PASSAGE PROVIDED.
%%
Such an extensive flurry of bills on this particular issue is rare in a single session. Legislators’ and voters’ interest has been piqued since the discovery of an extraordinarily dense deposit of lithium, a mineral used in electric batteries and other green technologies, valued at $1.5 billion was found at Plumbago Mountain in the western Maine town of Newry. Estimates based on mines with similar lithium content peg the potential economic benefits to the region at nearly $4 billion over five years.

Mary and Gary Freeman, the owners of the site, do not intend to process the lithium on site. They only plan to quarry, excavate, and transport it to a site where the lithium can be separated from the spodumene in which it lives. When they submitted their application for a quarry to DEP, regulators denied it, claiming that the state considers their site a metallic mineral mine.

At issue is a 2017 change to the Maine Metallic Mineral Mining Act (MMMA), which prompts DEP regulators to define the spodumene, a type of granitic pegmatite, which encases the lithium at Plumbago North as a “metallic mineral” because it will be “excavated for its metallic mineral content.” This circular definition, put in place by radical environmentalists, has kneecapped the family’s ability to profit from the immense value placed on lithium in today’s push for clean energy technology like electric vehicles

The U.S. Geological Survey has determined that “neither lithium-cesium-tantalum pegmatites nor their parental granites are likely to cause serious environmental concerns.” In reality, processing spodumene much more closely resembles quarrying than it does mining, especially metallic mineral mining, which may use a salt brine to separate the mineral from its home rock. These types of large-scale salt brines may lead to toxic chemicals leaching into nearby water sources, and should be viewed with caution.
%%
Items from a dataset.
%%
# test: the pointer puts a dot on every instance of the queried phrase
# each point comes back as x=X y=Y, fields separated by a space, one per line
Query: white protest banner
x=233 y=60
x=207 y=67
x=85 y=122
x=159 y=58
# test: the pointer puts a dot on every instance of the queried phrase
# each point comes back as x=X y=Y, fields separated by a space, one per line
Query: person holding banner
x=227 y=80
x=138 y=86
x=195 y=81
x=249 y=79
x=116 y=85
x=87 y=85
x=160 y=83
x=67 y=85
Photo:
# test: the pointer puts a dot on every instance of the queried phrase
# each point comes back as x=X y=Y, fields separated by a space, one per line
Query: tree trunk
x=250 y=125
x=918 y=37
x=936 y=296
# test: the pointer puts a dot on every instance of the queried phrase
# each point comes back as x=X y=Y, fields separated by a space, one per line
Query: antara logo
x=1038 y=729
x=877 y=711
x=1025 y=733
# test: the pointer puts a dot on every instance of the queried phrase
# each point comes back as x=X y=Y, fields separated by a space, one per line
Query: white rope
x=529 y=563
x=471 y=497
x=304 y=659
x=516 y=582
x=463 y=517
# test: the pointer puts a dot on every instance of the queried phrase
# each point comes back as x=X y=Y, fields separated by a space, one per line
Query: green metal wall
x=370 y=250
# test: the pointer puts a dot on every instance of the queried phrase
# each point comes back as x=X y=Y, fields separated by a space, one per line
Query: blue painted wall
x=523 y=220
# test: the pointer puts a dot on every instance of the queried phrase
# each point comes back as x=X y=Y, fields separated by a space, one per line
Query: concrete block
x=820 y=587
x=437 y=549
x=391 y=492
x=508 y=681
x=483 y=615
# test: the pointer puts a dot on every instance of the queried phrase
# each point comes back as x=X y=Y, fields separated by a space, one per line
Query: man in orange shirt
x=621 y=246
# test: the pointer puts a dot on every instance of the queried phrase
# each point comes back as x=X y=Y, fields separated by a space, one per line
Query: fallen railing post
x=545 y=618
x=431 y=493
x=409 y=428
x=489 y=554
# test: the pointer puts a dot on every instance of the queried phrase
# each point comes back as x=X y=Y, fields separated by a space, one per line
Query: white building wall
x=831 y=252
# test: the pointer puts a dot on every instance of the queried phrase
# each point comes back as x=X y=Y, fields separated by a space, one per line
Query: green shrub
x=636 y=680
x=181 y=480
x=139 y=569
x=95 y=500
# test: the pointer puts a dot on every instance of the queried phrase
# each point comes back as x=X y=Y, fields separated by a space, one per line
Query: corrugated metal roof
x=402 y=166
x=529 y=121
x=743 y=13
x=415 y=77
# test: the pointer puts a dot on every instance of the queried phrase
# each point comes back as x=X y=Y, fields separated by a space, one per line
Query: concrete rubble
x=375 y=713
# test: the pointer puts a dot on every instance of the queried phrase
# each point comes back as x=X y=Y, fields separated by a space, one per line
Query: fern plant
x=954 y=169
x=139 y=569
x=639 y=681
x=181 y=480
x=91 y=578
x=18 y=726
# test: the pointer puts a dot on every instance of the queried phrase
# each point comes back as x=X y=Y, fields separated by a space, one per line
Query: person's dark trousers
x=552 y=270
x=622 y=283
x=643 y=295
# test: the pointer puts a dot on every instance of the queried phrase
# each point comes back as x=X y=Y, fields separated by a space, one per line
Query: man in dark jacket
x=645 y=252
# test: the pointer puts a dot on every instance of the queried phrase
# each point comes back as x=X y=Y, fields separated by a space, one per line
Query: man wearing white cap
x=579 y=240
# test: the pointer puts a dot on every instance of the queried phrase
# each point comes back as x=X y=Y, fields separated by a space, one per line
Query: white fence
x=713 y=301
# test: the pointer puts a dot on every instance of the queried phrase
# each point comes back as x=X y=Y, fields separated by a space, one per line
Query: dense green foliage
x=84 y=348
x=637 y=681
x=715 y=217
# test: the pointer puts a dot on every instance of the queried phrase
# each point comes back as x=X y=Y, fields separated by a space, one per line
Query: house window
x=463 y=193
%%
WHAT TO DO.
1 – Set down the part of the Maine lithium passage from "Mary and Gary" to "metallic mineral mine.".
2 – In the Maine lithium passage, in which town is Plumbago Mountain located?
3 – Write what comes next in the Maine lithium passage, picking up after its final sentence.

RESPONSES BY TASK.
1 –
Mary and Gary Freeman, the owners of the site, do not intend to process the lithium on site. They only plan to quarry, excavate, and transport it to a site where the lithium can be separated from the spodumene in which it lives. When they submitted their application for a quarry to DEP, regulators denied it, claiming that the state considers their site a metallic mineral mine.

2 – Newry, in western Maine.

3 –
Maine lawmakers’ proposals on this topic in the 131st Legislature span a broad range, from more specific legal definitions, to heightened rules around mining permits, to a moratorium on lithium mining, and even a moratorium on any new quarries.

LD 1433, sponsored by Rep. Mike Soboleski who represents Newry and other western Maine towns in the State House, would offer a small but meaningful change to the definition of “metallic mineral,” denoting that it would not include “pegmatite metals” like lithium encased in spodumene. This bill would establish a clearer path for DEP to delineate the Plumbago North lithium site as a quarry, and thus allow for the lithium there to be profitably extracted and the value therein to be shared and enjoyed by the region.

ENR committee members, and legislators broadly, should act to move this bill forward to Gov. Mills’ desk as soon as possible so that western Maine can benefit from the sky-high global price of lithium and other minerals necessary for developing the next wave of technologies.